■ Stored items from a collection:
--------
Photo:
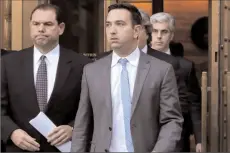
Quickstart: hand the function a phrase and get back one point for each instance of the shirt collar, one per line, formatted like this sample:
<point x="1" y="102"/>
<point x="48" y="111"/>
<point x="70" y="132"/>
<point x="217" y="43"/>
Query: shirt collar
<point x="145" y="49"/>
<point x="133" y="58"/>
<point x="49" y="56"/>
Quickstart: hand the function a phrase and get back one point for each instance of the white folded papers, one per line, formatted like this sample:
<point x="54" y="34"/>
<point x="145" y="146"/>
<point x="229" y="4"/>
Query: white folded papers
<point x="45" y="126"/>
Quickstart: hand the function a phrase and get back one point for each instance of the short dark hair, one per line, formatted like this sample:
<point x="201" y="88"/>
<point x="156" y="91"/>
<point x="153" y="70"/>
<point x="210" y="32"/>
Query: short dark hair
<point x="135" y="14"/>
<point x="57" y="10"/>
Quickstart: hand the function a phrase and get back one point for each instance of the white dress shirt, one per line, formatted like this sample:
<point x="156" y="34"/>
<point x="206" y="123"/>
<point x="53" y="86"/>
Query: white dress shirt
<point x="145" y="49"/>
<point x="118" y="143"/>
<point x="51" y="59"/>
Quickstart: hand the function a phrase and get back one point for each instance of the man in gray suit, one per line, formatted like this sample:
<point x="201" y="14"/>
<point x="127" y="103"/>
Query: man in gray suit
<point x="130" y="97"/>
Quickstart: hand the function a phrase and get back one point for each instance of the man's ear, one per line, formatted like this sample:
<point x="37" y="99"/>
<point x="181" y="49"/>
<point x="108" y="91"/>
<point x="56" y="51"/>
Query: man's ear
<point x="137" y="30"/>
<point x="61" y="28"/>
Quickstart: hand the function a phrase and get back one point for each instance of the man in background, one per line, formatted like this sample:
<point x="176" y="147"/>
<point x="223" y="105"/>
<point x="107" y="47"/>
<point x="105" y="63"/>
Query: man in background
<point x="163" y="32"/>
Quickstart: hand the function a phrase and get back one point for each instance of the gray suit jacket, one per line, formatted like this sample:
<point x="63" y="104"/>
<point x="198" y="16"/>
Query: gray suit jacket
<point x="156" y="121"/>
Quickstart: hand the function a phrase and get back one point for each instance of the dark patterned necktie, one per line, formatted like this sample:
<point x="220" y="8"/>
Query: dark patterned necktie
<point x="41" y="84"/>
--------
■ EXERCISE GOAL:
Give the entries again without a single change, but with no pictures.

■ TASK RESPONSE:
Photo:
Quickstart: hand the function a phrase and get back one point for each instance of the shirt collar, one per line, formatted like this sample:
<point x="1" y="102"/>
<point x="48" y="111"/>
<point x="70" y="132"/>
<point x="217" y="43"/>
Query: shirt collar
<point x="145" y="49"/>
<point x="133" y="58"/>
<point x="49" y="56"/>
Quickstart: hand the function a phrase and get back one point for each instance of the white folded papers, one per line, formatted like this sample:
<point x="54" y="34"/>
<point x="145" y="146"/>
<point x="229" y="4"/>
Query: white folded papers
<point x="45" y="126"/>
Quickstart: hand the function a phrase and get back one point for each instance of the short dark hair, one per line, formatted like this sample:
<point x="201" y="88"/>
<point x="156" y="91"/>
<point x="153" y="70"/>
<point x="210" y="32"/>
Query: short dark hair
<point x="135" y="14"/>
<point x="57" y="10"/>
Quickstart: hand the function a phrase and get back one point for each instance of the white dress shirt, one per line, formatted like this sample:
<point x="156" y="34"/>
<point x="206" y="123"/>
<point x="53" y="86"/>
Query: white dress shirt
<point x="145" y="49"/>
<point x="118" y="143"/>
<point x="51" y="59"/>
Quickstart: hand the function a phrase and get back one point for each instance of the man in gray suit, one per line, formatted like this sample:
<point x="201" y="14"/>
<point x="127" y="103"/>
Query: man in gray suit
<point x="130" y="97"/>
Quickstart: hand the function a phrase and get back one point for each instance of the man's ear, one per line, formatted like this sample:
<point x="37" y="99"/>
<point x="181" y="49"/>
<point x="108" y="91"/>
<point x="56" y="51"/>
Query: man's ear
<point x="137" y="30"/>
<point x="61" y="28"/>
Quickstart: hand the function a phrase and get back one point for each instance of the man in background, one per line, formatted like this sample:
<point x="176" y="147"/>
<point x="223" y="105"/>
<point x="107" y="47"/>
<point x="105" y="63"/>
Query: man in background
<point x="163" y="32"/>
Quickstart: hand the function a phrase and get back one point for each instance of the gray suit jacket, one per line, formatted like this sample:
<point x="63" y="104"/>
<point x="198" y="16"/>
Query: gray suit jacket
<point x="156" y="121"/>
Quickstart: hand the function a phrase and get back one point for each instance of the dark patterned necktie, one per line, formatted like this sample:
<point x="220" y="8"/>
Query: dark patterned necktie
<point x="41" y="84"/>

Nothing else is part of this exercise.